In March 2005, when it became clear that Pope John Paul II would soon die, Boris Johnson asked me to write a piece for The Spectator predicting who would be chosen as the next pope. With no special insight into the minds of the cardinals, I ran through the possibilities that had been mentioned in the press — an African such as the Nigerian Cardinal Arinze, a South American such as Cardinal Claudio Hummes, a Frenchman such as Jean-Marie Lustiger, the Archbishop of Paris — but concluded that the best candidate would be the Prefect of the Congregation for the Doctrine of the Faith, Josef Cardinal Ratzinger.
At the time it seemed unlikely that he would be chosen. His role as the guardian of orthodoxy had made him unpopular with liberal Catholics and Anglicans who favoured intercommunion. He was the bête noir of progressive secularists for his strictures on condoms and Liberation Theology; and, aged 77, he was thought too old. However, at the funeral of Pope John Paul II, Cardinal Ratzinger gave an impressive address outlining the challenges faced by the Church. Many of the cardinals were no doubt persuaded that the man capable of such a clear diagnosis should now deal with the disease.
+--
**Problem to solve:**
Continue the piece on the choice of a successor to Pope John Paul II from its last sentence.

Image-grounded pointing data
+--
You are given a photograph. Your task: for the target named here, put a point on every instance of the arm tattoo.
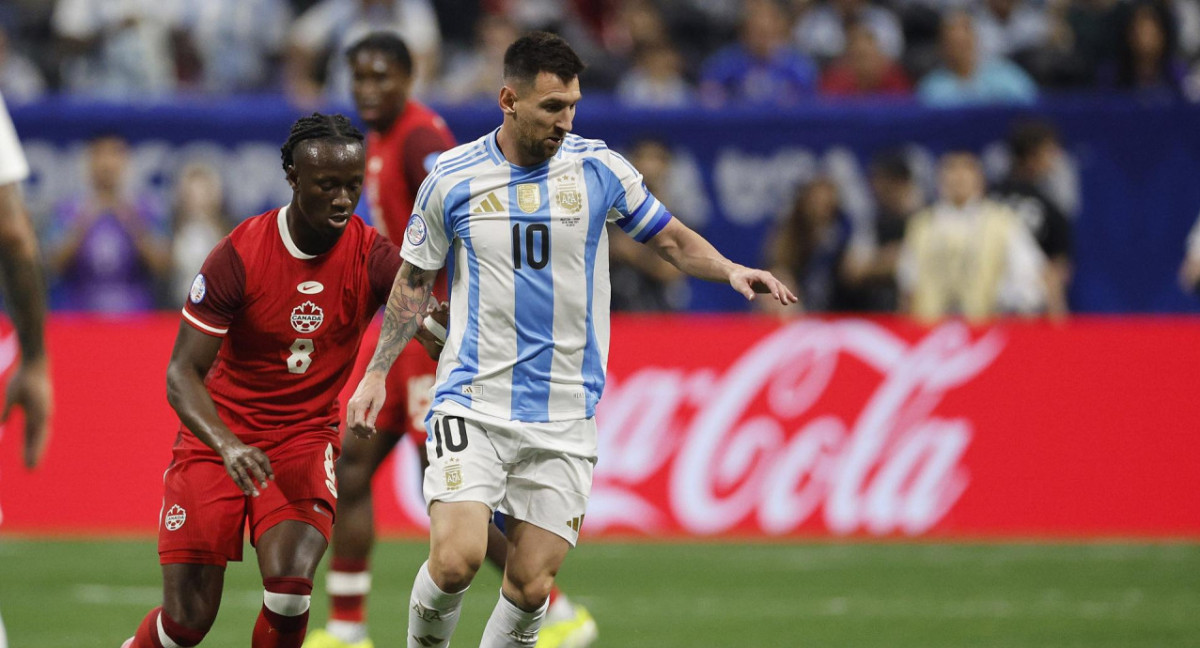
(402, 318)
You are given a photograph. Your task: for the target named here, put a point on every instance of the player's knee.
(531, 592)
(287, 597)
(186, 627)
(451, 569)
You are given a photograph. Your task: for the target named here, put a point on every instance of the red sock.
(148, 633)
(348, 583)
(276, 630)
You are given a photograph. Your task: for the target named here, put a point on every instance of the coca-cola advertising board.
(743, 427)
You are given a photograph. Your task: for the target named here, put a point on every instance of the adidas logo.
(490, 204)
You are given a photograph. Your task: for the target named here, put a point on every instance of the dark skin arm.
(190, 361)
(402, 318)
(22, 281)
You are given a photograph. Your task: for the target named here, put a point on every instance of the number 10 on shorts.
(451, 431)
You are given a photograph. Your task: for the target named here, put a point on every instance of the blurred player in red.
(21, 280)
(270, 330)
(403, 139)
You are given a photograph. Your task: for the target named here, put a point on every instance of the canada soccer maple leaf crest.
(307, 317)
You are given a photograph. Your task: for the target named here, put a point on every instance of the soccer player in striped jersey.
(520, 217)
(402, 136)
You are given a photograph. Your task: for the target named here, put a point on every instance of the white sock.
(432, 613)
(510, 627)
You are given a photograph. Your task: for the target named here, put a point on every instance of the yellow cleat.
(577, 631)
(323, 639)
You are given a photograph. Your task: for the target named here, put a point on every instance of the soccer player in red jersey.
(270, 330)
(403, 139)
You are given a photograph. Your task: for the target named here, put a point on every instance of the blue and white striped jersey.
(528, 273)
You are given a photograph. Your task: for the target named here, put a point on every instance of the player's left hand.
(431, 340)
(364, 407)
(750, 281)
(30, 390)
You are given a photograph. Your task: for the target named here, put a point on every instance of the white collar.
(286, 234)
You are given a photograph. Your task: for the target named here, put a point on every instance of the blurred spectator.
(1189, 273)
(21, 81)
(1096, 27)
(1146, 60)
(321, 36)
(823, 34)
(808, 246)
(869, 270)
(967, 256)
(478, 75)
(107, 250)
(198, 221)
(761, 67)
(117, 48)
(964, 78)
(641, 280)
(234, 45)
(1007, 28)
(657, 79)
(1035, 150)
(864, 69)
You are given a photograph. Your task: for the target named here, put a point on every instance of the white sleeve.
(426, 240)
(13, 166)
(1023, 288)
(634, 209)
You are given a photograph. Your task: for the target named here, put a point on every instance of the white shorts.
(534, 472)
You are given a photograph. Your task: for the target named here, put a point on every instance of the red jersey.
(397, 162)
(292, 323)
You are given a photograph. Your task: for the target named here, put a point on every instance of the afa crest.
(528, 198)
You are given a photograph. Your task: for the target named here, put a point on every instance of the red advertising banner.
(739, 426)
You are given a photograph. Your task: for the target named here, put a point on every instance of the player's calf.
(283, 618)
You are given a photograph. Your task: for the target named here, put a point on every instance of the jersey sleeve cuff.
(201, 325)
(423, 263)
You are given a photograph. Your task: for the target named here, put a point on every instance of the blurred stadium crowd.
(647, 52)
(111, 251)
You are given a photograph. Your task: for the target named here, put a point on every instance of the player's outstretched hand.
(247, 466)
(432, 333)
(30, 390)
(364, 407)
(750, 281)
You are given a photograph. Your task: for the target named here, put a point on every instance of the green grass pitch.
(91, 594)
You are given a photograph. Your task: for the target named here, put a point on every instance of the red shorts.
(409, 387)
(204, 514)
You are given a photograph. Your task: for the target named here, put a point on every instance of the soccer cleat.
(324, 639)
(576, 631)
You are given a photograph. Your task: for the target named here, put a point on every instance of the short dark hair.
(318, 126)
(541, 52)
(385, 42)
(1029, 137)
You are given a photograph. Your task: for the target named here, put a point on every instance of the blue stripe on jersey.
(444, 169)
(468, 354)
(593, 369)
(660, 220)
(534, 295)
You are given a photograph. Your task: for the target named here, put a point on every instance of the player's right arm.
(190, 361)
(406, 310)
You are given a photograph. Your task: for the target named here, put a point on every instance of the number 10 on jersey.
(537, 246)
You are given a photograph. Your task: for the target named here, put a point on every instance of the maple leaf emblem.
(307, 317)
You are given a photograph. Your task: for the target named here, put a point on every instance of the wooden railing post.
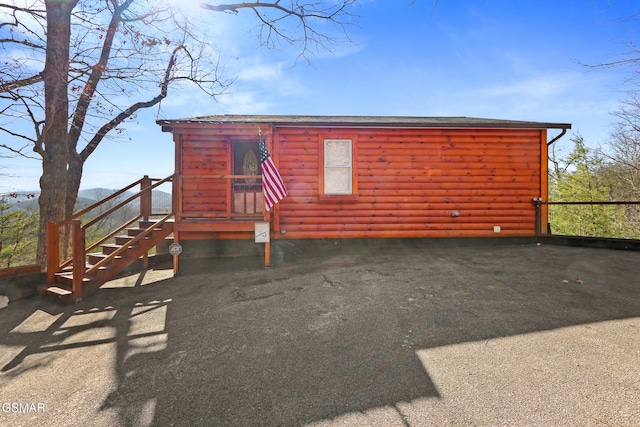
+--
**Answer section:**
Has Pope Benedict shown himself to be up to the job? Over the long history of the Roman Catholic Church, there have been popes like Gregory the Great who were inspired administrators, and others who were not. Pope Benedict XVI had little experience in governance; he had served for only a short time as Archbishop of Munich and ran a small staff at the Congregation of the Doctrine of the Faith. From the start of his pontificate, he was clearly determined to delegate the more mundane duties of his ministry to others, in particular his prime minister, the Secretary of State. He wished to keep space in his life to study and to teach. In due course he wrote a series of outstanding Encyclicals, among them Deus Caritas Est and Sacramentum Caritatis; and a trilogy, Jesus of Nazareth.
Until the late 20th century, popes rarely left the Vatican. It was Pope Paul VI who initiated pontifical pastoral visits to the four corners of the world. Shy and scholarly, Pope Benedict never looked comfortable in front of crowds; but given that he lacked the charisma of his predecessor, his public appearances were remarkably successful. His gentle manner and kindly smile proved beguiling.
Intellectually, Pope Benedict has been acute and fearless: as Prefect of the CDF he had said that from a Catholic perspective the Anglican Communion was ‘not a church in the proper sense’; and as Pope, in a lecture in Regensburg, he quoted the observation of a Byzantine emperor that certain aspects of Islam were ‘evil and inhuman’.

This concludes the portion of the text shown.